### Work required
Repeat the lines from the start of the records up to and including the line that contains "Outlines of the brown", keeping every character the same.

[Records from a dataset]
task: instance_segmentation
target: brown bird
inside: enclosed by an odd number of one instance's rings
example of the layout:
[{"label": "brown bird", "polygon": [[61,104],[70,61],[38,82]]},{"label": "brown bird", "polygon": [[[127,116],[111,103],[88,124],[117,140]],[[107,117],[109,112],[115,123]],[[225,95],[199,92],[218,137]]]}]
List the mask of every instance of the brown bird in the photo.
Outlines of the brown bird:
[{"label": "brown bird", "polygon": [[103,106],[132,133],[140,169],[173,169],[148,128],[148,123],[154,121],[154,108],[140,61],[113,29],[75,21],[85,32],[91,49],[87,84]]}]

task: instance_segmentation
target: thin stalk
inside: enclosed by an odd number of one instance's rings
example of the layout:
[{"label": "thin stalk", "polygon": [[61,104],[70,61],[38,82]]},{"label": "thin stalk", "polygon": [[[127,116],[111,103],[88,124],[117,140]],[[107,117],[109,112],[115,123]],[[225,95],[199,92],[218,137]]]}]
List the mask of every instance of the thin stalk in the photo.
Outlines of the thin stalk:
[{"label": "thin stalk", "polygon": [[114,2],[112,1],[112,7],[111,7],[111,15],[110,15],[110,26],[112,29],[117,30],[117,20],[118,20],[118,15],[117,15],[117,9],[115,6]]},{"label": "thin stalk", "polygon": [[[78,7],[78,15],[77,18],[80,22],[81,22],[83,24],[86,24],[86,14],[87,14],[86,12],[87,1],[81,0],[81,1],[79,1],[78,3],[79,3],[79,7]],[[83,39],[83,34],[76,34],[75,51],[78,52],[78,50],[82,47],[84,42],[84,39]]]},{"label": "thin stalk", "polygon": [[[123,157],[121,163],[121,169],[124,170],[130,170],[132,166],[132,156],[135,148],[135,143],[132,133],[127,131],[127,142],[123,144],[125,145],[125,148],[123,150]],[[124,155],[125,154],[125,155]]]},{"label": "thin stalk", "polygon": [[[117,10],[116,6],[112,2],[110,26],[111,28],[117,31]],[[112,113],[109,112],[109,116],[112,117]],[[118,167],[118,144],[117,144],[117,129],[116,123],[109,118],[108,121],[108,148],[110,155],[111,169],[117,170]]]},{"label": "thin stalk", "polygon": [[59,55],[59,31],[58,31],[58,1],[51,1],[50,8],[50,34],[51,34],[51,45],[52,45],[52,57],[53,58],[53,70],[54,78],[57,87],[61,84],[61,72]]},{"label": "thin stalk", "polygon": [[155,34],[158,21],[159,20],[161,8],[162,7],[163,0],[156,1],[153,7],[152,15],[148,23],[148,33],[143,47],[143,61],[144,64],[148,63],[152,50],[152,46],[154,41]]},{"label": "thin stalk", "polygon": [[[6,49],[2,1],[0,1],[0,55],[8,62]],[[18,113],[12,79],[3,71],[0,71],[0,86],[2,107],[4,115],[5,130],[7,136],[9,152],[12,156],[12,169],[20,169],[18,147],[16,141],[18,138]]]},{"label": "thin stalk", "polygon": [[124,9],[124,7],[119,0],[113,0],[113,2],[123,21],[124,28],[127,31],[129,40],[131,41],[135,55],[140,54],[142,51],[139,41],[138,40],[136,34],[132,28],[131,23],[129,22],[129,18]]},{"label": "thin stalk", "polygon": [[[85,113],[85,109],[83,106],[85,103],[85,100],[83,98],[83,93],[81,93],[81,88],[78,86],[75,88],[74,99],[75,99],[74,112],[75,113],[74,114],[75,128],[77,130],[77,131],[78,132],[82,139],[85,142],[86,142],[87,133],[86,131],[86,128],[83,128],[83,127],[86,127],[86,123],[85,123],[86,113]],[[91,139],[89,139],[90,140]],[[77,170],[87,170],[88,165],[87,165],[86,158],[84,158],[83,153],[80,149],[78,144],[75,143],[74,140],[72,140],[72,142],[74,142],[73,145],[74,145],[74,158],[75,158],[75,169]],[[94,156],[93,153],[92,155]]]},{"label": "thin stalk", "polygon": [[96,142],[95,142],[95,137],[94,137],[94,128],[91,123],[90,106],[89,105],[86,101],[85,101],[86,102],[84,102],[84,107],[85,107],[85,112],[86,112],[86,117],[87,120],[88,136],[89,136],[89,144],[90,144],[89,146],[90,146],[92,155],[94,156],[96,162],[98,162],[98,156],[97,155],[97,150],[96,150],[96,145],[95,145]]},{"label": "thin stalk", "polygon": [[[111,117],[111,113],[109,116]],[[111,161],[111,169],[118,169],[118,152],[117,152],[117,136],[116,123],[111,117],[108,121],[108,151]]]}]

### Exercise response
task: instance_segmentation
target: brown bird
inside: enclosed by an odd number of one instance's rings
example of the layout:
[{"label": "brown bird", "polygon": [[61,104],[70,61],[38,82]]},{"label": "brown bird", "polygon": [[[127,116],[111,103],[88,124],[117,140]],[[107,117],[109,112],[115,123]],[[225,95],[199,92],[218,137]]]}]
List the mask of every instance of the brown bird in the photo.
Outlines of the brown bird:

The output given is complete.